Extracted records:
──────────────────────────────

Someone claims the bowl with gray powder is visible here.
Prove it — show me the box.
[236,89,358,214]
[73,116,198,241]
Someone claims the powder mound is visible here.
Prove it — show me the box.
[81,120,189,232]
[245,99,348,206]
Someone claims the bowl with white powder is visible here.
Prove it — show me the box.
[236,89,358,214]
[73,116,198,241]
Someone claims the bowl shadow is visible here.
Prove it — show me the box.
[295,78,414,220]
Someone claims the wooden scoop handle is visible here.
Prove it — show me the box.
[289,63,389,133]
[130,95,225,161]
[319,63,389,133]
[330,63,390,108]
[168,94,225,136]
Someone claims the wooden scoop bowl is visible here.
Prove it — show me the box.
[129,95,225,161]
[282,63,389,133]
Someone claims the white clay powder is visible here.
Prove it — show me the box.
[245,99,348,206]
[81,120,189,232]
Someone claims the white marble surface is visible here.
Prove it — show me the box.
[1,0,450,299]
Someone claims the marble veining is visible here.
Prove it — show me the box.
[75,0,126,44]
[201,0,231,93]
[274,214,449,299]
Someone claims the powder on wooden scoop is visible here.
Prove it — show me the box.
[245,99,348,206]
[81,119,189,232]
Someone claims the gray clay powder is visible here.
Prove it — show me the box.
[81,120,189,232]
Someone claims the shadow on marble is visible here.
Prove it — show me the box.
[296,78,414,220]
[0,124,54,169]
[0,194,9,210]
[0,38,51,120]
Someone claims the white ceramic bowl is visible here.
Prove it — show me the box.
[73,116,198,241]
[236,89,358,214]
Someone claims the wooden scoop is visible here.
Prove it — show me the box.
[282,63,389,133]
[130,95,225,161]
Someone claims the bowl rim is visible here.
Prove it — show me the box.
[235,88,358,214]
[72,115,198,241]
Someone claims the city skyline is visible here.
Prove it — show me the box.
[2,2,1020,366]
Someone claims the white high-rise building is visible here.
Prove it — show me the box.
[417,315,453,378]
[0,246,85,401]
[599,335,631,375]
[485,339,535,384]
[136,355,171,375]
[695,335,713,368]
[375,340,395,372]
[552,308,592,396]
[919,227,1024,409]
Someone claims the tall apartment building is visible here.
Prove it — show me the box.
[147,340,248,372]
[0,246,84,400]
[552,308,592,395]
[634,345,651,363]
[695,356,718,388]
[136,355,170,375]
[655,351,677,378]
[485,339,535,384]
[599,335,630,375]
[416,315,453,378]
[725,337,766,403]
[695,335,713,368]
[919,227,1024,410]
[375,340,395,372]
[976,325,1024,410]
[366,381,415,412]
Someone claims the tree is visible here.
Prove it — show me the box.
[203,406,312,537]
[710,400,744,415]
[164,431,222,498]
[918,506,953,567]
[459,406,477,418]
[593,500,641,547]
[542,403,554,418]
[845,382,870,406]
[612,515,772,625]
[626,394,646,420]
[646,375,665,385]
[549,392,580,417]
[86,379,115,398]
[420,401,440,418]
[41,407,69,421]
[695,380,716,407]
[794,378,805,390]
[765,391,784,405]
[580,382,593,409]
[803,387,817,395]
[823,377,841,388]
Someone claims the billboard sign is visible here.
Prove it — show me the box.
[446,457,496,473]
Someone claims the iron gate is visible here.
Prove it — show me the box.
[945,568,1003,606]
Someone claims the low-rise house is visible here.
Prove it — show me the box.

──────────────────────────────

▶ Task
Every record, word for word, must be returned.

▶ Task answer
Someone claims the bowl with gray powder is visible here.
Prove it — show me the box.
[236,89,358,214]
[73,116,198,241]
Someone claims the powder mound is visible here.
Prove it — show me the box.
[81,120,189,232]
[245,99,348,206]
Someone claims the bowl with white powder is visible here.
Prove it — show me the box.
[236,89,358,214]
[73,116,198,241]
Someone claims the bowl shadow is visible here.
Prove it — show me the box.
[295,78,414,220]
Someone claims the wooden scoop handle is visible here.
Prove it — show me the box.
[289,63,389,133]
[130,95,225,161]
[319,63,389,133]
[330,63,390,108]
[168,94,225,136]
Someone claims the wooden scoop bowl is visible here.
Prove it — show me the box.
[129,95,225,161]
[282,63,389,133]
Someone claims the white clay powder is visible here.
Prove it — show me the box.
[245,99,348,206]
[81,120,189,232]
Someone claims the white marble surface is visible here.
Prove it — show me the box.
[1,0,450,299]
Someone claims the marble veining is visible here.
Prove it — show me the box.
[75,0,126,44]
[201,0,231,93]
[274,214,449,299]
Someone claims the powder on wooden scoop is visible here.
Prove it — show me the box.
[245,99,348,206]
[81,119,189,232]
Someone claims the gray clay powder is visible here.
Prove it — show me the box.
[81,120,189,232]
Someone claims the shadow on marble is visible here.
Prove it — show me the box.
[296,78,414,220]
[0,124,54,169]
[0,194,9,210]
[0,38,51,120]
Someone claims the white ceramic bowl is visible here.
Prove it — show me the box.
[73,116,198,241]
[236,89,358,214]
Someone claims the wooden scoop is visible here.
Prove it — show me the box.
[282,63,389,133]
[130,95,225,161]
Someone claims the bowl rim is visible here.
Prove it — show me the box.
[235,88,358,214]
[72,115,198,241]
Someone claims the city skyline is visible here.
Prove it — show me the box.
[2,2,1020,366]
Someone claims the white high-rise building is visible here.
Prove it — show me the box.
[417,315,453,378]
[0,246,85,401]
[599,335,631,375]
[485,339,535,384]
[136,355,171,375]
[695,335,713,368]
[375,340,395,372]
[552,308,592,396]
[919,227,1024,409]
Someone claims the tall apartment building is visible here.
Prove it — show me the box.
[147,340,248,372]
[0,246,84,400]
[552,308,592,395]
[634,345,651,363]
[695,356,718,388]
[136,355,170,375]
[655,351,677,378]
[485,339,535,384]
[599,335,630,375]
[416,315,453,378]
[725,337,766,403]
[695,335,713,368]
[919,227,1024,410]
[375,340,395,372]
[976,325,1024,410]
[366,381,415,412]
Someone claims the tree is visible here.
Prove it — show me the box.
[203,406,312,537]
[710,400,744,415]
[164,431,222,498]
[918,506,953,567]
[459,406,477,418]
[593,500,641,547]
[542,403,554,418]
[845,382,870,406]
[612,515,772,625]
[626,394,646,420]
[646,375,665,385]
[549,392,580,417]
[86,379,115,398]
[420,401,440,418]
[41,407,69,421]
[695,380,716,407]
[794,378,805,390]
[765,391,784,405]
[580,382,593,409]
[803,387,817,395]
[823,377,841,388]
Someone claims the billboard sign is visible here.
Prove it — show me the box.
[446,457,496,473]
Someone claims the iron gate is visible here.
Prove it — show me the box.
[945,568,1003,606]
Someone claims the low-rise house is visible here.
Prove it — show me the box.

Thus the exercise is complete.